Et la liste continue. Ce qui frappe dans ces demandes, c'est leur
caractère élémentaire. Ces procédures devraient être à la base de
toutes les institutions internationales.

Les LMG s'exprimaient en réaction à l'expérience désagréable que les
négociateurs des pays en voie de développement avaient rencontrée au
Sommet ministériel de Doha. Murasoli Maran, alors ministre indien du
commerce, avait résumé cette expérience des deux derniers jours du
Sommet de Doha :

"Seule une poignée de membres de l'OMC a été convoquée pour participer
(dans la salle de réunion verte). Même pendant la nuit de discussions
entre le 13 et le 14 novembre, la session "non-stop" qui a duré 38
heures, les textes apparaissaient toutes les heures pour discussion
sans donner le temps aux délégations de les examiner. Qui a préparé l'
avalanche de projets après projets? Pourquoi? Nous ne savons pas. A la
onzième heure, - probablement après 37 heures et 45 minutes - ils ont
produit un projet - comme un magicien sortant un lapin de son
chapeau - et ont dit que c'était le projet final.

▶ _ENTRÉES FOURNIES_:
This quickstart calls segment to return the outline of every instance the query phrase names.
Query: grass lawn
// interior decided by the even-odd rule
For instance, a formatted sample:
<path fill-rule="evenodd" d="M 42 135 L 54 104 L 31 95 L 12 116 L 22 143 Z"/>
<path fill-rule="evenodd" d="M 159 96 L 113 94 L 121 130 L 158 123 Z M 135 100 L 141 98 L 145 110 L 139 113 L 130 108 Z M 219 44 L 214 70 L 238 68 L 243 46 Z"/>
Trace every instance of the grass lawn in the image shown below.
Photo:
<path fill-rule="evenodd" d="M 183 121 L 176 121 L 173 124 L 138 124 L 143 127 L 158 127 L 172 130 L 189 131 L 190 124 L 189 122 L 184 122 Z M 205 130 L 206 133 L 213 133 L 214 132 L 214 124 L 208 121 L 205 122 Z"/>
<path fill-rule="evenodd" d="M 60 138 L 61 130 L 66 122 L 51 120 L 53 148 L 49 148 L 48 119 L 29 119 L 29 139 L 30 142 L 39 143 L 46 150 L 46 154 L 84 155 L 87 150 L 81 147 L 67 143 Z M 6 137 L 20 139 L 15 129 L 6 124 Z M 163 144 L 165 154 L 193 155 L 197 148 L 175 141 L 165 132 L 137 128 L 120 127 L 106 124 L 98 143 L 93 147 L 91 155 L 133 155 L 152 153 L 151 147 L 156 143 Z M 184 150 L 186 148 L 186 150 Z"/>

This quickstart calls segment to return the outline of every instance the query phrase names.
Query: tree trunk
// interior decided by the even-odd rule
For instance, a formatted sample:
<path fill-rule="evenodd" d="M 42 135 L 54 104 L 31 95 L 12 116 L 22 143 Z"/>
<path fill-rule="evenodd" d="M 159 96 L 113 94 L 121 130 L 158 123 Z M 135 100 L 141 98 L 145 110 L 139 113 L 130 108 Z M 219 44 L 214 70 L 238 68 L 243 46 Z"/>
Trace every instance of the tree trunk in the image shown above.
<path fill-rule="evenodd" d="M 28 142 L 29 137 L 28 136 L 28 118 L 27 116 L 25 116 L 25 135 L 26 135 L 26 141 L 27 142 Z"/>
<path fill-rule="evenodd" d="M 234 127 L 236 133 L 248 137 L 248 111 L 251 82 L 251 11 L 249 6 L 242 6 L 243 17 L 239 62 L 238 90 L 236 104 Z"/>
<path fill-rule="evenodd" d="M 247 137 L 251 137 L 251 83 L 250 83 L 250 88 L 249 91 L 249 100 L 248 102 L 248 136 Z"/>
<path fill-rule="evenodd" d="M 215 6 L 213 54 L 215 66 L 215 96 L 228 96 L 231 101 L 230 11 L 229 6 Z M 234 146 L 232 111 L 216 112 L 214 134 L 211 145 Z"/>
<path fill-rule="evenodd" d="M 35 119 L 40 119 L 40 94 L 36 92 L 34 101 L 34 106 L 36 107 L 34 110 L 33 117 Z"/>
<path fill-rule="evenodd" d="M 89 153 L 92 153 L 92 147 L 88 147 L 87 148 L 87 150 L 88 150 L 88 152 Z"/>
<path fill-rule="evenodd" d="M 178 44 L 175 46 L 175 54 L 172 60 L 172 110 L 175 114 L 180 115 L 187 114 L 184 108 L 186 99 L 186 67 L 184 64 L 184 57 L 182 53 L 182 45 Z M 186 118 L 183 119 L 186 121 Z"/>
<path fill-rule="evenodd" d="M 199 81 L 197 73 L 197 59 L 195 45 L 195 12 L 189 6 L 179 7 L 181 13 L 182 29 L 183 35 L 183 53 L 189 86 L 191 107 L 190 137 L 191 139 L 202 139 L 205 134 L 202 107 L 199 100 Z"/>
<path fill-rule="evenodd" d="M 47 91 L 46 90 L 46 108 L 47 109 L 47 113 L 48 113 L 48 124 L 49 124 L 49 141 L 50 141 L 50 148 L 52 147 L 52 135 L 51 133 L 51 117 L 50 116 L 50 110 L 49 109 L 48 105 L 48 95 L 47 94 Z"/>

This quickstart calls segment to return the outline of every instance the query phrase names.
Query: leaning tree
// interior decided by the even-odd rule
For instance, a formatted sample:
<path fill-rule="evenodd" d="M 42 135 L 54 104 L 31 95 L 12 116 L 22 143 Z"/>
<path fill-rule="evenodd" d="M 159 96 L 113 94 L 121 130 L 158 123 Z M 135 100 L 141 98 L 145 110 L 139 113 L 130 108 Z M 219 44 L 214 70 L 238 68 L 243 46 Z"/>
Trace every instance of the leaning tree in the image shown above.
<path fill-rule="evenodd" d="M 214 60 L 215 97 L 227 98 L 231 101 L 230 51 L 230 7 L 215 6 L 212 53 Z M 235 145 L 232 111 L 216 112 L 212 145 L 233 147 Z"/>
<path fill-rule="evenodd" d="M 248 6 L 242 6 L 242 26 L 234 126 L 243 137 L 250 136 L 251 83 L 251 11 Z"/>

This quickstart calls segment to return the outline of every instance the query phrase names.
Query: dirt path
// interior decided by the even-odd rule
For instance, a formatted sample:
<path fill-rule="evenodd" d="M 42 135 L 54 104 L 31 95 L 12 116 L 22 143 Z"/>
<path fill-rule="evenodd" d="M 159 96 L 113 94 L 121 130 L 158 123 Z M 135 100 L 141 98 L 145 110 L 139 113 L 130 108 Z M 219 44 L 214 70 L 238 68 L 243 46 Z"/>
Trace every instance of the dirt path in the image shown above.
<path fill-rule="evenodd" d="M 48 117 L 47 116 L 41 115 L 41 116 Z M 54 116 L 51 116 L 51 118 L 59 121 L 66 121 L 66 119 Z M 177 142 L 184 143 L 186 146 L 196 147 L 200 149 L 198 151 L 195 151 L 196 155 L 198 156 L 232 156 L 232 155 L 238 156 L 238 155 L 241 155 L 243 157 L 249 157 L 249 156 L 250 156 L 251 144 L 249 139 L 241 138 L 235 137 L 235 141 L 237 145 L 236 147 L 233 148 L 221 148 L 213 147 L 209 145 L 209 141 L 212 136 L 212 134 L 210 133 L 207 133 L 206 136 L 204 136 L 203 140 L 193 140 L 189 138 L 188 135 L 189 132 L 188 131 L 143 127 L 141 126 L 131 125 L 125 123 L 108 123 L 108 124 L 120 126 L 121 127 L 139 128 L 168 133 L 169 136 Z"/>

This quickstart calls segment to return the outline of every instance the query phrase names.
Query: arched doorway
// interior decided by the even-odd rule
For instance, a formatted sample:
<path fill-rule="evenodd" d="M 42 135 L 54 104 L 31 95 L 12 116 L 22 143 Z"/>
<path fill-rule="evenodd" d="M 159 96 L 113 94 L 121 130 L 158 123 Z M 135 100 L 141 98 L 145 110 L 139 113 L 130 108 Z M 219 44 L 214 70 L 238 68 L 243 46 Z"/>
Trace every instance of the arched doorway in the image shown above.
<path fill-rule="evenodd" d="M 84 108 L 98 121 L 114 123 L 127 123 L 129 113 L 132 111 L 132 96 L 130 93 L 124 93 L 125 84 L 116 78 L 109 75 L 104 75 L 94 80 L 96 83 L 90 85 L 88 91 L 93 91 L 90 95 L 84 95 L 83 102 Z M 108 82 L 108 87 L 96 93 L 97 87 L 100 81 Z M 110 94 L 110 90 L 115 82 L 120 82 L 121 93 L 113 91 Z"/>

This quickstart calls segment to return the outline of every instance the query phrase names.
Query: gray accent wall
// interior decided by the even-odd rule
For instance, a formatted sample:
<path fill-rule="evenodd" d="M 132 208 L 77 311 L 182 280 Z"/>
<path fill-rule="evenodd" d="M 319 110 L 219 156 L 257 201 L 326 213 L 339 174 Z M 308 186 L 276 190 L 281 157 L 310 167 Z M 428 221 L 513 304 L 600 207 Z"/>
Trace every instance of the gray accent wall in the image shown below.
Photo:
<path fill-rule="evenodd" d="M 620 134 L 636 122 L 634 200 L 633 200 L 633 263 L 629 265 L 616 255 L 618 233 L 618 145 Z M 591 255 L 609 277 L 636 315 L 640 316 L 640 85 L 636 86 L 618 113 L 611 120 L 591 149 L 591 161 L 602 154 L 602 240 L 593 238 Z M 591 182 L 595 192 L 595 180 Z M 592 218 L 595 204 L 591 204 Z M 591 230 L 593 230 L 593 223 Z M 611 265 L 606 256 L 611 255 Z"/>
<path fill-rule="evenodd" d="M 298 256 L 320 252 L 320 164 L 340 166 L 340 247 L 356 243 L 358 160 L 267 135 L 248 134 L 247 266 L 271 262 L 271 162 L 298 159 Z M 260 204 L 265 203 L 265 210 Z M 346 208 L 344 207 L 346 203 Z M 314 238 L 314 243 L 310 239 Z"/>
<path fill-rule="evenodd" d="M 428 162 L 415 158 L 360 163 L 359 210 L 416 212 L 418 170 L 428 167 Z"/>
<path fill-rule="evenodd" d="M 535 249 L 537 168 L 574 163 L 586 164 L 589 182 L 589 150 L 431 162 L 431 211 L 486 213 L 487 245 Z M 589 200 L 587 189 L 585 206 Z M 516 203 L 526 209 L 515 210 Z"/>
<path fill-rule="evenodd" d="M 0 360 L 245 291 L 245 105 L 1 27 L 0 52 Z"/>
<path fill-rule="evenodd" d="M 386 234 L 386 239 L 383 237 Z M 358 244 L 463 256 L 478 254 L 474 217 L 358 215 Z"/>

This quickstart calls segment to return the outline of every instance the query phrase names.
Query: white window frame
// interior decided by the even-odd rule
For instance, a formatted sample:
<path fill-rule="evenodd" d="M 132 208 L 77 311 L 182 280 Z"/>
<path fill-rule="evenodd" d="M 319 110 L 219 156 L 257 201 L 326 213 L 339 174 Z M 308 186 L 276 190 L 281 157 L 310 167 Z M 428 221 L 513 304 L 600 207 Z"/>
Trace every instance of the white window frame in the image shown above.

▶ _LISTE DES TÂCHES_:
1. D'après l'extrait sur le sommet de Doha, combien de temps a duré la session « non-stop » de la nuit du 13 au 14 novembre ?
2. Condensez en une seule phrase le paragraphe de l'extrait sur le sommet de Doha qui commence par « Les LMG s'exprimaient », sans perdre ses faits essentiels.
Appuyez-vous uniquement sur l'extrait pour répondre.

▶ _RÉPONSES ATTENDUES_:
1. Elle a duré 38 heures.

2. Les LMG réagissaient à la mauvaise expérience des négociateurs des pays en voie de développement au Sommet ministériel de Doha, dont Murasoli Maran, alors ministre indien du commerce, avait résumé les deux derniers jours.